↓

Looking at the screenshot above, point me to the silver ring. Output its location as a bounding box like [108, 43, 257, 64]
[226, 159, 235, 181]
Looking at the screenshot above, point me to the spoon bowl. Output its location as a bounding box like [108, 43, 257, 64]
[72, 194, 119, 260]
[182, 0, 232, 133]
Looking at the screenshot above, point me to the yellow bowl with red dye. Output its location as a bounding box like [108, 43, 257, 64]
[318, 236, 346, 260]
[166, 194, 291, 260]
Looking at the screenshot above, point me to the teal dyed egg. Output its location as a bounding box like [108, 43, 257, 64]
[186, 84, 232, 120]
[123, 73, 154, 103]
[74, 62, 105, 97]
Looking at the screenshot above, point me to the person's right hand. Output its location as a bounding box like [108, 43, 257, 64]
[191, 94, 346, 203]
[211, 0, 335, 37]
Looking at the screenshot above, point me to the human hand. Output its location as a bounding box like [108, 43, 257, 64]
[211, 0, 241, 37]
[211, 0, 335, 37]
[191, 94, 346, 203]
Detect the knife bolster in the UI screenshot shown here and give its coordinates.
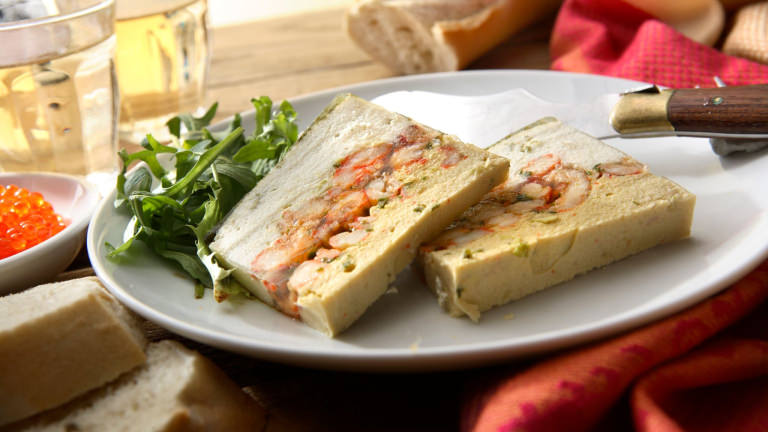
[611,90,675,135]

↑

## [EXERCISE GOAL]
Please convert the rows above into a JSON list of strings, one string per line with blank lines dropped, and leave the pictures out.

## [COMPLETE RESPONSE]
[
  "Looking at the screenshot above, point me to the silver ring. Output its location as a bounding box like [108, 43, 257, 64]",
  "[226, 159, 235, 181]",
  "Looking at the screenshot above, point me to the spoon bowl. Output its location as a bounding box like [108, 43, 257, 64]",
  "[72, 194, 119, 260]",
  "[182, 0, 232, 133]",
  "Looking at the screenshot above, point me to the yellow bowl with red dye. Output its location as a bounding box like [108, 43, 257, 64]",
  "[318, 236, 346, 260]",
  "[166, 194, 291, 260]",
  "Looking at the screenshot above, point me to the teal dyed egg. Output its location as a bounding box like [108, 43, 257, 64]",
  "[186, 84, 232, 120]",
  "[123, 73, 154, 103]",
  "[74, 62, 105, 97]",
  "Looking at the screenshot above, point me to the person's right hand. Output its location as a bounding box like [108, 43, 257, 64]",
  "[191, 94, 346, 203]",
  "[211, 0, 335, 37]",
  "Looking at the screenshot above, point me to the human hand. Output its location as a bounding box like [108, 43, 257, 64]",
  "[211, 0, 241, 37]",
  "[211, 0, 335, 37]",
  "[191, 94, 346, 203]",
  "Detect the knife bolster in the UI screenshot shown here and give its coordinates.",
  "[611,90,675,135]"
]